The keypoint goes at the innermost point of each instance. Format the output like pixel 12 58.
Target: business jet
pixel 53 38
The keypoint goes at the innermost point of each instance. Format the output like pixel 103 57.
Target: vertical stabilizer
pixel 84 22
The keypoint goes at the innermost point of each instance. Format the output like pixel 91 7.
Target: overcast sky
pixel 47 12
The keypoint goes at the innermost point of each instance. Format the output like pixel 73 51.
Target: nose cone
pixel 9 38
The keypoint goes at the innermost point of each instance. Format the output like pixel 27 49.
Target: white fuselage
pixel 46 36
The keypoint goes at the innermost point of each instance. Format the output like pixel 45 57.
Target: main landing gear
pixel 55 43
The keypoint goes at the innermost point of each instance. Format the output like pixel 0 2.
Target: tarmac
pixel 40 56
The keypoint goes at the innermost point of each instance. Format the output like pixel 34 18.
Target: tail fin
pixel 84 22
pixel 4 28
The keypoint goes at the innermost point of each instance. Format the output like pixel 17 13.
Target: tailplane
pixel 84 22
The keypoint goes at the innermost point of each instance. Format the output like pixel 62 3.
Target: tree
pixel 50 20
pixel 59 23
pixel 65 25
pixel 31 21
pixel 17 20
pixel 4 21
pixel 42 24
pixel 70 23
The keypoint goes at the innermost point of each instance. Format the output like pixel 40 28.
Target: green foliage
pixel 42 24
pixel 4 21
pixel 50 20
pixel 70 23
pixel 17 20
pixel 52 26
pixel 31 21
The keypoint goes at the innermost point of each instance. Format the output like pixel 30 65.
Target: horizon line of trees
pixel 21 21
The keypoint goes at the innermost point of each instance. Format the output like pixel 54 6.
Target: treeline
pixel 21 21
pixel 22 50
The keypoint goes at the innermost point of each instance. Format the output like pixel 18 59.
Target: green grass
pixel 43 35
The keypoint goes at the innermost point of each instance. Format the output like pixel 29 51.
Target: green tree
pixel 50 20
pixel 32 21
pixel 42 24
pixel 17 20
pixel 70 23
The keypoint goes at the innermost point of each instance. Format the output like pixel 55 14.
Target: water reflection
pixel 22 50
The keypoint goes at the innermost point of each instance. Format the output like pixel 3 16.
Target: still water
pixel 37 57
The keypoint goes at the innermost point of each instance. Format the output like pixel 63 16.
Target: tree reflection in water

══════════════════════════════

■ **Requirement**:
Write out every line of the material again, exactly as it reads.

■ **Answer to this exercise**:
The keypoint goes at the innermost point of each instance. Format the output like pixel 12 58.
Target: business jet
pixel 53 38
The keypoint goes at the innermost point of each instance. Format the output like pixel 103 57.
Target: vertical stabilizer
pixel 84 22
The keypoint goes at the innermost point of each instance. Format the output like pixel 91 7.
Target: overcast sky
pixel 47 12
The keypoint goes at the innermost point of each instance. Format the output like pixel 73 51.
Target: nose cone
pixel 9 38
The keypoint goes at the innermost point of each instance. Format the output like pixel 27 49.
Target: white fuselage
pixel 46 36
The keypoint goes at the innermost point of each instance. Format the output like pixel 45 57.
Target: main landing gear
pixel 55 43
The keypoint goes at the innermost point of each instance. Format the output like pixel 0 2.
Target: tarmac
pixel 40 56
The keypoint goes at the innermost point of each instance. Format the output like pixel 34 18.
Target: tail fin
pixel 84 22
pixel 4 28
The keypoint goes at the innermost point of each instance. Format the output like pixel 17 13.
Target: tailplane
pixel 84 22
The keypoint goes at the innermost point of each instance. Format the output like pixel 62 3.
Target: tree
pixel 50 20
pixel 59 23
pixel 65 25
pixel 31 21
pixel 17 20
pixel 4 21
pixel 42 24
pixel 70 23
The keypoint goes at the innermost point of each instance. Format the output like pixel 40 28.
Target: green foliage
pixel 42 24
pixel 4 21
pixel 50 20
pixel 70 23
pixel 17 20
pixel 52 26
pixel 31 21
The keypoint goes at the innermost point of each instance. Format the output like pixel 30 65.
Target: horizon line of trees
pixel 21 21
The keypoint goes at the innermost point of each instance. Format the output like pixel 54 6.
Target: treeline
pixel 21 21
pixel 22 50
The keypoint goes at the innermost point of each instance. Format the output like pixel 18 59.
Target: green grass
pixel 43 35
The keypoint goes at the innermost point of each instance. Format the output like pixel 29 51.
Target: green tree
pixel 50 20
pixel 32 21
pixel 42 24
pixel 17 20
pixel 70 23
The keypoint goes at the innermost point of each instance. Format the output like pixel 55 14.
Target: water reflection
pixel 22 50
The keypoint goes at the innermost point of each instance. Format the output like pixel 3 16.
Target: still water
pixel 37 57
The keypoint goes at the innermost point of each instance. Format the output like pixel 63 16.
Target: tree reflection in water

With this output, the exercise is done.